Réflexions sur la judéophobie contemporaine
Antisionisme, propalestinisme et endoctrinement islamiste
Tribune de Pierre-André Taguieff, publiée dans le hors série des Études du CRIF anniversaire des 70 ans du CRIF
Le CRIF a publié un recueil de textes en hommage au 70e anniversaire du CRIF, qui a été offert aux invités lors du 29e Dîner de l’institution. Ce recueil est composé de trente articles rédigés par des intellectuels, écrivains, journalistes, sociologues, philosophes... Nous reproduisons ci-après le 26e article de ce recueil : la tribune de Pierre-André Taguieff, Directeur de Recherches au CNRS.
Aujourd’hui en France comme dans la plupart des démocraties pluralistes, les Juifs ne sont plus, à quelques rares exceptions près, victimes de discrimination à l’emploi, à l’éducation, au logement. Ils ont librement accès aux métiers des médias et de la culture, aux carrières administratives ou libérales, et ne font plus l’objet de discriminations dans l’accès aux postes de responsabilité politique.
Mais, en France tout particulièrement, ils sont victimes de stigmatisations, de menaces et de violences physiques, provenant de nouveaux milieux sociaux, culturels et politiques qui n’ont plus rien à voir avec ceux qui portaient la vieille extrême droite antijuive. Ils sont aussi, parallèlement, victimes d’une diffamation globale permanente, entretenue par une partie du système médiatique, ralliée au point de vue « antisioniste », et relayant des rumeurs négatives à leur propos.
Ce qui les expose à un soupçon permanent, portant sur leur solidarité, perçue comme une complicité criminelle, avec les Israéliens. Aux violences antijuives « d’en bas », attribuables pour l’essentiel à des jeunes issus de l’immigration ou à des islamistes radicaux nés en France, s’ajoute la judéophobie culturelle « d’en haut », produite et reproduite par les représentants d’un milieu politico-intellectuel et médiatique « gauchiste » mécaniquement rallié à la cause palestinienne, qui, de leurs postes de pouvoir ou d’influence, contribuent à un endoctrinement judéophobe de masse(1). Ce gauchisme culturel occupe un espace beaucoup plus vaste que celui du gauchisme politique. Il traverse les frontières entre gauche et extrême gauche, et, sur certains thèmes d’accusation (anti-israélisme, anti-américanisme, anticapitalisme), imprègne certains secteurs de l’opinion droitière. Il peut être plus ou moins sophistiqué, selon qu’il se manifeste dans les milieux associatifs ou dans l’espace universitaire, où il prend les couleurs des modes intellectuelles, empruntant notamment le vocabulaire et les représentations des « études post-coloniales ».
De l’islamisation de la « cause palestinienne » à son érection en « cause universelle »

▸ **Jeu de données**:
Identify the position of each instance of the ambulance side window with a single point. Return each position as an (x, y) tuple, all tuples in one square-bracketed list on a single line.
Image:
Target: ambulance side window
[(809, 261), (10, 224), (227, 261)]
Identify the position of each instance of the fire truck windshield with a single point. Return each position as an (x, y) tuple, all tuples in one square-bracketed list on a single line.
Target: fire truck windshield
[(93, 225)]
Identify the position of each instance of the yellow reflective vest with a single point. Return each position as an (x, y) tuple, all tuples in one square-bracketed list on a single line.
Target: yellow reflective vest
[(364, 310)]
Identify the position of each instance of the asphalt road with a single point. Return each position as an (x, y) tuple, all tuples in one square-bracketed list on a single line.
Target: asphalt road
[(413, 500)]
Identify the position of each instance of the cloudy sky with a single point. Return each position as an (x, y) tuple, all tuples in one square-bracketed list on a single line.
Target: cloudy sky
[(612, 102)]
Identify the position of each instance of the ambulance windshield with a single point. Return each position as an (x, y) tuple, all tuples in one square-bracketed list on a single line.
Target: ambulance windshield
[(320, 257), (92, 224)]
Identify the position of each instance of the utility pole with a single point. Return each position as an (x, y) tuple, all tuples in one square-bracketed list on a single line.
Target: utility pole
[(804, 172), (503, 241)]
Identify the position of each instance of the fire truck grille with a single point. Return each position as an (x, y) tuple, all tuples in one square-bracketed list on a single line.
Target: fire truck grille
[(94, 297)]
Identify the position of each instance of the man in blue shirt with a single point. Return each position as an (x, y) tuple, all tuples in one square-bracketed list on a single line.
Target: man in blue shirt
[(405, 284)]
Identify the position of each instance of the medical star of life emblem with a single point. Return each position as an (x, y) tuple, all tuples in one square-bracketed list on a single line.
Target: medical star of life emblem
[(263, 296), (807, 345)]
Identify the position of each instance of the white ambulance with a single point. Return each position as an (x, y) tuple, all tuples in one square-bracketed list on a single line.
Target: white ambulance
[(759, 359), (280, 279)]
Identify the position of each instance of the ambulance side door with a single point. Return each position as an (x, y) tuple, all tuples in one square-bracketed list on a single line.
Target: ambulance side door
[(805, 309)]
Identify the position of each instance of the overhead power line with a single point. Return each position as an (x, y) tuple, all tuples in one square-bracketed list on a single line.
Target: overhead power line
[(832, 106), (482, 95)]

▸ **Consignes**:
1 – Recopiez sans rien changer le passage du document source qui commence par « Réflexions sur la » et se poursuit jusqu'à « Recherches au CNRS. ».
2 – D'après le document source, de combien d'articles se compose le recueil publié pour le 70e anniversaire du CRIF ?

▸ **Réponses par tâche**:
1 –
Réflexions sur la judéophobie contemporaine
Antisionisme, propalestinisme et endoctrinement islamiste
Tribune de Pierre-André Taguieff, publiée dans le hors série des Études du CRIF anniversaire des 70 ans du CRIF
Le CRIF a publié un recueil de textes en hommage au 70e anniversaire du CRIF, qui a été offert aux invités lors du 29e Dîner de l’institution. Ce recueil est composé de trente articles rédigés par des intellectuels, écrivains, journalistes, sociologues, philosophes... Nous reproduisons ci-après le 26e article de ce recueil : la tribune de Pierre-André Taguieff, Directeur de Recherches au CNRS.

2 – Le recueil se compose de trente articles.